Extracted records:

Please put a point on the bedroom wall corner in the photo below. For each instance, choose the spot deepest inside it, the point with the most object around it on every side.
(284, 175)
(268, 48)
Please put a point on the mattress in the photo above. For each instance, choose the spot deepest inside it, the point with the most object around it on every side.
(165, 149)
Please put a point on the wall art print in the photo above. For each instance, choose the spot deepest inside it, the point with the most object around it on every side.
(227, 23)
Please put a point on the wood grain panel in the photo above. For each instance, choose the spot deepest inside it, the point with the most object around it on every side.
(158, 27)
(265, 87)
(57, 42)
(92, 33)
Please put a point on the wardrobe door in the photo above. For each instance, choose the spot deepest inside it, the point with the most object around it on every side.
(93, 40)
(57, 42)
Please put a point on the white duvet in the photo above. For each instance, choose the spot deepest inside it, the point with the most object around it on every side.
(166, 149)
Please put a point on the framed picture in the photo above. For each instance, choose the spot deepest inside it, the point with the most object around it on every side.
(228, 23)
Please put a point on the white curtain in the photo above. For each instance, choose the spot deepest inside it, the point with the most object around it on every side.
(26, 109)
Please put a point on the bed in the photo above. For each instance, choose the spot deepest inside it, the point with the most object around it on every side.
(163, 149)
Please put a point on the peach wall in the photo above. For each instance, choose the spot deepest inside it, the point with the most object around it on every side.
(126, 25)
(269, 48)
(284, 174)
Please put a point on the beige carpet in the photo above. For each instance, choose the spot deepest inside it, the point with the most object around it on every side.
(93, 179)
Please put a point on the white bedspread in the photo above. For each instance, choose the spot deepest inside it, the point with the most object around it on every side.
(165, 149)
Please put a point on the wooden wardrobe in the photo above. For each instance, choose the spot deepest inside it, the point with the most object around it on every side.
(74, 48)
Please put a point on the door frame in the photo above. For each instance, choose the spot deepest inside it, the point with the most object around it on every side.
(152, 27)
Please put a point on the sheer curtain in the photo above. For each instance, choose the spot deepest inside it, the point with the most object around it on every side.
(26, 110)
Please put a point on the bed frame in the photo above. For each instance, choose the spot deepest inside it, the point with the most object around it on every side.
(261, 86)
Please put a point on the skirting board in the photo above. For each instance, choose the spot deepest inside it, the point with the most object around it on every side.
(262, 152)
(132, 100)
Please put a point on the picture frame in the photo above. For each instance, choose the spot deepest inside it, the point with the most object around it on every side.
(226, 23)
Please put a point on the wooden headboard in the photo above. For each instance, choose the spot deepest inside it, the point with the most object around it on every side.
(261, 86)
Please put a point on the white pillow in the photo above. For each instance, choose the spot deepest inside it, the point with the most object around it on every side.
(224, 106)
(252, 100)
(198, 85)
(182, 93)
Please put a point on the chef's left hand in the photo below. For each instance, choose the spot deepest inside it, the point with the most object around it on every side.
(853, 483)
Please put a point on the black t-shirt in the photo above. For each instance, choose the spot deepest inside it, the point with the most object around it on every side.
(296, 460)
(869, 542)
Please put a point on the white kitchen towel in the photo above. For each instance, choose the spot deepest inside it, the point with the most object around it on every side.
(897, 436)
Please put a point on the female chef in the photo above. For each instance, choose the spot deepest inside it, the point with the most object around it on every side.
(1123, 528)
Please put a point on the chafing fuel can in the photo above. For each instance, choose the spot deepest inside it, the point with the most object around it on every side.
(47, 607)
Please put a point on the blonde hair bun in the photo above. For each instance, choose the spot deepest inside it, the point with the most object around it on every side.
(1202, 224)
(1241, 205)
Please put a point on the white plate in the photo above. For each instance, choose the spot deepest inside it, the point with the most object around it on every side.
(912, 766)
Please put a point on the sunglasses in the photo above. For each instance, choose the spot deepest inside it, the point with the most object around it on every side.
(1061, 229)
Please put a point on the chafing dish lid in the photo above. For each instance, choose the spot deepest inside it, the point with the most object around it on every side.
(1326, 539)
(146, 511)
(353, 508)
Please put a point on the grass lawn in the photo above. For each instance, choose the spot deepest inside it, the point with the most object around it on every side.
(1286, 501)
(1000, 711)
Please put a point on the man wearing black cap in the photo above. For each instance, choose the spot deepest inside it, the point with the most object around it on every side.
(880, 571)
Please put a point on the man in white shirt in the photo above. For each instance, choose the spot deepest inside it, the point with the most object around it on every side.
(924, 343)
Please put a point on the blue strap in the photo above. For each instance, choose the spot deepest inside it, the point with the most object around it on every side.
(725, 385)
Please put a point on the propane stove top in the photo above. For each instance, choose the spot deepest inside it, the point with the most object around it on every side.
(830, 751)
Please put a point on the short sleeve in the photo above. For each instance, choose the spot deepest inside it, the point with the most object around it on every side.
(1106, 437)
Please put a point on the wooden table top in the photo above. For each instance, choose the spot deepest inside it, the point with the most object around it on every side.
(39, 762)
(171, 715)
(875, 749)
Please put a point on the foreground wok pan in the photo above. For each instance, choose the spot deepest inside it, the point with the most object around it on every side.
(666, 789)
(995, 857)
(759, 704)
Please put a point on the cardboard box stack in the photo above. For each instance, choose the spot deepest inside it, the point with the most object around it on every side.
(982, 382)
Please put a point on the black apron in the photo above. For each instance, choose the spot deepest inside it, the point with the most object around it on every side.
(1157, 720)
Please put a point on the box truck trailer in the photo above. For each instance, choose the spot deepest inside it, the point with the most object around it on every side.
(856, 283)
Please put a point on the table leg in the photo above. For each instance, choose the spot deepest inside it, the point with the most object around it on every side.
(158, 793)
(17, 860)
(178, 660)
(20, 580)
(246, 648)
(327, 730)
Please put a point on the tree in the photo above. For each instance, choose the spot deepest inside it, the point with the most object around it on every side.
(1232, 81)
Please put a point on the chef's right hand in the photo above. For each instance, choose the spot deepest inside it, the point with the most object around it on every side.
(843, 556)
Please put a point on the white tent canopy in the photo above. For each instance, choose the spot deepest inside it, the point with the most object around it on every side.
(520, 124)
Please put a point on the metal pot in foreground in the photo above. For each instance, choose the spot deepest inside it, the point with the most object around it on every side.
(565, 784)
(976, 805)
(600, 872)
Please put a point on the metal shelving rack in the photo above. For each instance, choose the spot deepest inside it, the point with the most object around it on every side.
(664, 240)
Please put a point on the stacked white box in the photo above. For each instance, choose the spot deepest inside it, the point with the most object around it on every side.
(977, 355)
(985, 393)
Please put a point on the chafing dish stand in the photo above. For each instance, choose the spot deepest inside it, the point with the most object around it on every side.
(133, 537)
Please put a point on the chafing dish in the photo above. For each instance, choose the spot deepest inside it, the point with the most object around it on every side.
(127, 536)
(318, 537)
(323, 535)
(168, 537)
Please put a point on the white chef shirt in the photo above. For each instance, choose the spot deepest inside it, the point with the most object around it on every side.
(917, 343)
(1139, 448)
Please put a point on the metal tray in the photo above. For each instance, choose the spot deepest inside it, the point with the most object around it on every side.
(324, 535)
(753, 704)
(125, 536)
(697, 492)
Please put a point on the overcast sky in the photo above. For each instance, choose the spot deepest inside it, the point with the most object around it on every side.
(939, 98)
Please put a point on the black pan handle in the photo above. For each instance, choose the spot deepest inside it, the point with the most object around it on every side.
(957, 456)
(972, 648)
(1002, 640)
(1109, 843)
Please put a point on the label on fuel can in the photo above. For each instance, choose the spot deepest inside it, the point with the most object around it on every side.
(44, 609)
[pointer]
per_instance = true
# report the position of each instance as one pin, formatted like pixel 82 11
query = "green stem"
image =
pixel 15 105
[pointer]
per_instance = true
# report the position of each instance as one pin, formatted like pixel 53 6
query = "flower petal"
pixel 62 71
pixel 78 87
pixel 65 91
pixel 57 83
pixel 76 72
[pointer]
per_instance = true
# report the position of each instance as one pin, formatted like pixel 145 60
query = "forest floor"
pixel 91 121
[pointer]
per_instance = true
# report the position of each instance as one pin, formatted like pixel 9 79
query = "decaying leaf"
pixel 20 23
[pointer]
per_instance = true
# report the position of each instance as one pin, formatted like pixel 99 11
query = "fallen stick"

Prompt: What is needed is a count of the lines in the data that contain the word "report"; please give it and no other words.

Task solution: 5